[Dataset records]
───

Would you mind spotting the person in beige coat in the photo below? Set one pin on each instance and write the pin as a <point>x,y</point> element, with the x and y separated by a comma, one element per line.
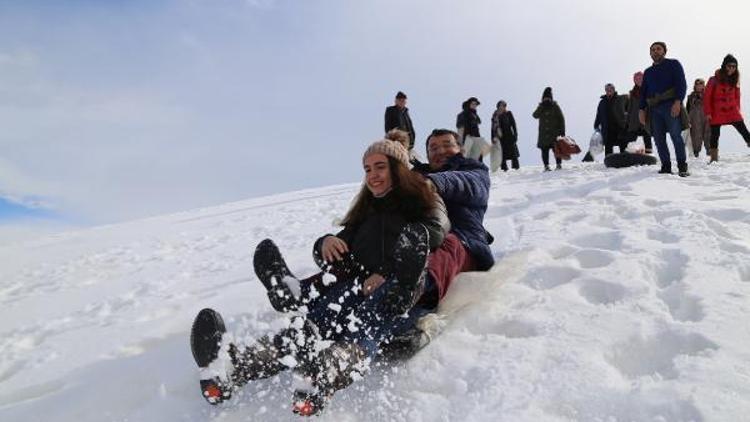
<point>700,129</point>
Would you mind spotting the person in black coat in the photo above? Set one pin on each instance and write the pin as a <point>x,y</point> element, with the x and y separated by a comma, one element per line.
<point>611,119</point>
<point>397,117</point>
<point>504,131</point>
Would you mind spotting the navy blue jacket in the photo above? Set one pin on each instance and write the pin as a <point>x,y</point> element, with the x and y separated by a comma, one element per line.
<point>660,77</point>
<point>464,185</point>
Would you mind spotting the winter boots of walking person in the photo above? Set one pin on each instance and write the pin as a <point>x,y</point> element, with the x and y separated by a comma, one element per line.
<point>504,138</point>
<point>634,126</point>
<point>663,90</point>
<point>722,104</point>
<point>551,125</point>
<point>611,119</point>
<point>700,130</point>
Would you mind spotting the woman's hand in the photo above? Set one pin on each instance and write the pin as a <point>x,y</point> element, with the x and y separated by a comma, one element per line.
<point>333,249</point>
<point>372,283</point>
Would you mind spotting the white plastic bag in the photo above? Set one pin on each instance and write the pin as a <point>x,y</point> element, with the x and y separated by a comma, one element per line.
<point>474,147</point>
<point>496,156</point>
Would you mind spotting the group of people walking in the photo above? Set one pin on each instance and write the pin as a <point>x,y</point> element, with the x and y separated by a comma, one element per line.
<point>413,227</point>
<point>654,107</point>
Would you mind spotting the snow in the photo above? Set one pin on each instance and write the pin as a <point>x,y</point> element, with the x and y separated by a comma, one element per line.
<point>618,295</point>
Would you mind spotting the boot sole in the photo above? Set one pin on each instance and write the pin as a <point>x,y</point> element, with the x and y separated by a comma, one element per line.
<point>205,336</point>
<point>268,264</point>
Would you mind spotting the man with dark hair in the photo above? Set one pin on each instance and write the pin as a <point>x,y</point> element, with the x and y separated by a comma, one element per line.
<point>611,119</point>
<point>397,117</point>
<point>663,90</point>
<point>464,186</point>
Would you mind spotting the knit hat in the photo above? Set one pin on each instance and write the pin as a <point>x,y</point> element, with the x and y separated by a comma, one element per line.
<point>661,43</point>
<point>547,93</point>
<point>388,148</point>
<point>728,59</point>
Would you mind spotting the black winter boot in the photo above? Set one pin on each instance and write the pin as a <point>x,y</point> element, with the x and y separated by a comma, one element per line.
<point>273,272</point>
<point>682,167</point>
<point>205,343</point>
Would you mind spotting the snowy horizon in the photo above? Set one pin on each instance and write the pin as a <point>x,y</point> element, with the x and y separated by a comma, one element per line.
<point>618,295</point>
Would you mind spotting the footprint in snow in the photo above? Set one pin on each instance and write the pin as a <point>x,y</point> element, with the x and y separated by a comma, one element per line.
<point>671,267</point>
<point>682,306</point>
<point>549,277</point>
<point>655,356</point>
<point>729,215</point>
<point>517,329</point>
<point>611,241</point>
<point>744,271</point>
<point>662,235</point>
<point>594,258</point>
<point>600,292</point>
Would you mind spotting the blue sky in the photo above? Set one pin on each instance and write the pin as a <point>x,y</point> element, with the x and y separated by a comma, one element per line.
<point>119,110</point>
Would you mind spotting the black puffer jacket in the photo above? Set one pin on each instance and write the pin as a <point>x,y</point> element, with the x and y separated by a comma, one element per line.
<point>372,240</point>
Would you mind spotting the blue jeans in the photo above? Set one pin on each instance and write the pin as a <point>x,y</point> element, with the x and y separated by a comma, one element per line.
<point>343,313</point>
<point>662,123</point>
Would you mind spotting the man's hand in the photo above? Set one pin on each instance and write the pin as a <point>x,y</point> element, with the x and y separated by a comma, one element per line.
<point>676,106</point>
<point>372,283</point>
<point>333,249</point>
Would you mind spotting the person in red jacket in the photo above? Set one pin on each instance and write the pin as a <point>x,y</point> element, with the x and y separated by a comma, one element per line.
<point>722,104</point>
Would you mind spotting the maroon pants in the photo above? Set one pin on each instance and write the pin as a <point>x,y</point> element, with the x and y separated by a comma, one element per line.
<point>447,261</point>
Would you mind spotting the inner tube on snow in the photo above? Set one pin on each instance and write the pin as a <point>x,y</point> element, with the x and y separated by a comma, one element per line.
<point>626,159</point>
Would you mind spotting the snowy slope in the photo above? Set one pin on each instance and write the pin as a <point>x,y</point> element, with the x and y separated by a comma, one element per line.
<point>618,295</point>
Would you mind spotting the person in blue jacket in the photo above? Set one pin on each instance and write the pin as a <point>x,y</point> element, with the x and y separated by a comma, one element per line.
<point>464,186</point>
<point>662,93</point>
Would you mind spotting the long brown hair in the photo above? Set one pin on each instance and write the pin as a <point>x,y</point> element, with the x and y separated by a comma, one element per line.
<point>415,197</point>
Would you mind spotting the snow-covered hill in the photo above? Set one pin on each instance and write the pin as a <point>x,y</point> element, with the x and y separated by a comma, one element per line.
<point>618,295</point>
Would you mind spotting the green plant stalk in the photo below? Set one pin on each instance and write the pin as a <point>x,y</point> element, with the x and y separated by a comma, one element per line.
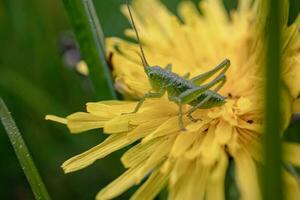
<point>22,153</point>
<point>90,37</point>
<point>272,188</point>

───

Please reproduce the records above exactly and leave any picture behind.

RESPONSE TO THE EXERCISE:
Would you mind spotting the person in beige coat in the photo below? Set one pin on each instance and write the pin as a <point>x,y</point> element, with the x and y separated by a comma, one element per line.
<point>700,129</point>
Would you mind spotting the person in black coat in the photo above? Set one pin on each instance and write the pin as a <point>x,y</point> element, with the x and y separated by a comma, one element per line.
<point>611,119</point>
<point>397,117</point>
<point>504,131</point>
Would you mind spotting the navy blue jacket in the photo above? Set one pin on each instance and write the pin as a <point>x,y</point> element, with the x and y separated by a comma, one element per line.
<point>660,77</point>
<point>464,185</point>
Would you mind spotting the winter boots of walking person in the photo above? Set one pin on each instance and write the pin as a <point>x,y</point> element, with the x and y separated by a comma, one element per line.
<point>504,138</point>
<point>634,126</point>
<point>663,90</point>
<point>722,104</point>
<point>551,125</point>
<point>611,119</point>
<point>700,130</point>
Would you mind spotting the woman's hand in the photo above? Set one pin on each instance and write the pin as a <point>x,y</point> element, with the x and y separated by a comma, one element per line.
<point>333,249</point>
<point>372,283</point>
Would you mind spotting the white plastic bag in the photo above? Set one pin on each instance and write the pin as a <point>x,y</point> element, with the x and y separated by a comma, one element per line.
<point>474,147</point>
<point>496,156</point>
Would you mind spotting the group of people walking in the photo above? Set one pin on each instance and write the pin as a <point>x,y</point> element, with the x and y separated by a comma, one element per line.
<point>413,227</point>
<point>654,107</point>
Would you mind spotting the snow in the photo above? Set one pin on each instance and write the pin as a <point>x,y</point> element, with the x and y separated by a comma, one element per line.
<point>618,295</point>
Would you mind spotting the boot sole in the photo above? Set one pin on each instance and write the pin as a <point>x,y</point> element, with the x and y separated by a comma, one element per line.
<point>205,336</point>
<point>268,264</point>
Would you mind spotting the man with dark hair in the photo above? Set one pin on each instance and write the pin as a <point>x,y</point> element, with the x and y separated by a comma, one element per line.
<point>611,119</point>
<point>397,117</point>
<point>663,90</point>
<point>464,186</point>
Would you mind spotting the knit hat in the photo above? Set one pin on each instance and write the pin as a <point>x,y</point> element, with the x and y separated by a comma, one element per line.
<point>661,43</point>
<point>547,93</point>
<point>388,148</point>
<point>728,59</point>
Would you mind spotting the black winter boot in the photo above? Set one pin on each instance and write the pin as a <point>x,y</point> element, with the x and y separated by a comma, one element per line.
<point>273,272</point>
<point>682,167</point>
<point>205,343</point>
Would you mind spotting the snowy horizon in the photo above? Set one pin on each instance and write the pin as a <point>x,y</point> element, with the x and y separated by a comma, one element per line.
<point>618,295</point>
Would you mind spotting the footprint in snow in the photo above? Set one pin on each instance and write the pin as a <point>x,y</point> element, with the x and y separated by a comma, one element per line.
<point>671,267</point>
<point>682,306</point>
<point>549,277</point>
<point>655,356</point>
<point>729,215</point>
<point>517,329</point>
<point>611,241</point>
<point>744,271</point>
<point>662,235</point>
<point>594,258</point>
<point>600,292</point>
Would you mind spotting the blue sky in the photo above? Set one pin on each instance and write the pin as a <point>x,y</point> element, with the x and y separated by a comma, one element per line.
<point>119,110</point>
Would you mind spotting the black puffer jacket in the photo above? Set one pin on each instance and write the pin as a <point>x,y</point> element, with the x and y separated by a comma, one element per line.
<point>372,240</point>
Would you mind spotting the blue jeans in the photo above? Set one pin on each instance and write the pin as a <point>x,y</point> element, with the x and y separated by a comma, one element per line.
<point>343,313</point>
<point>662,123</point>
Would you mind spotting the man's hand in the photo above? Set one pin on each instance and write the pin as a <point>x,y</point> element, with the x and y separated by a comma, one element per line.
<point>676,106</point>
<point>372,283</point>
<point>333,249</point>
Would you mind spotting the person in red jacket in the photo above? Set one pin on each instance and write the pin as a <point>x,y</point> element, with the x and y separated by a comma, one element per line.
<point>722,104</point>
Would you mind spotting the maroon pants in the photo above? Set one pin on each instance and write the pin as a <point>x,y</point> element, with the x and y separated by a comma, one element per line.
<point>447,261</point>
Would you mind spotting the inner tube on snow in the photo above? Set one pin on each instance and write the pin as a <point>x,y</point> element, with the x and y separated by a comma, one element per line.
<point>626,159</point>
Would you mind spotting the snowy slope in the photo above? Set one pin on each instance and write the pin as a <point>x,y</point> element, with the x and y separated by a comma, one element per line.
<point>618,295</point>
Would you mind spotting the person in blue jacket in the photo above? Set one pin on each instance and write the pin as a <point>x,y</point> element, with the x and y separated by a comma, one element per line.
<point>464,186</point>
<point>662,93</point>
Would you mind spotting the long brown hair in the photo above? Set one pin on each instance and write the pin as a <point>x,y</point> element, with the x and y separated by a comma, one element per line.
<point>415,197</point>
Would you mind spotting the snow-covered hill in the photo above? Set one pin on each instance and write the pin as a <point>x,y</point> element, with the x and y separated by a comma, one element per line.
<point>618,295</point>
Would you mind spotting the green plant stalk in the photo below? Set one pin on each instance and write the pin as a <point>x,y</point> element, with the x and y separated by a comma, one element per line.
<point>22,153</point>
<point>90,37</point>
<point>272,188</point>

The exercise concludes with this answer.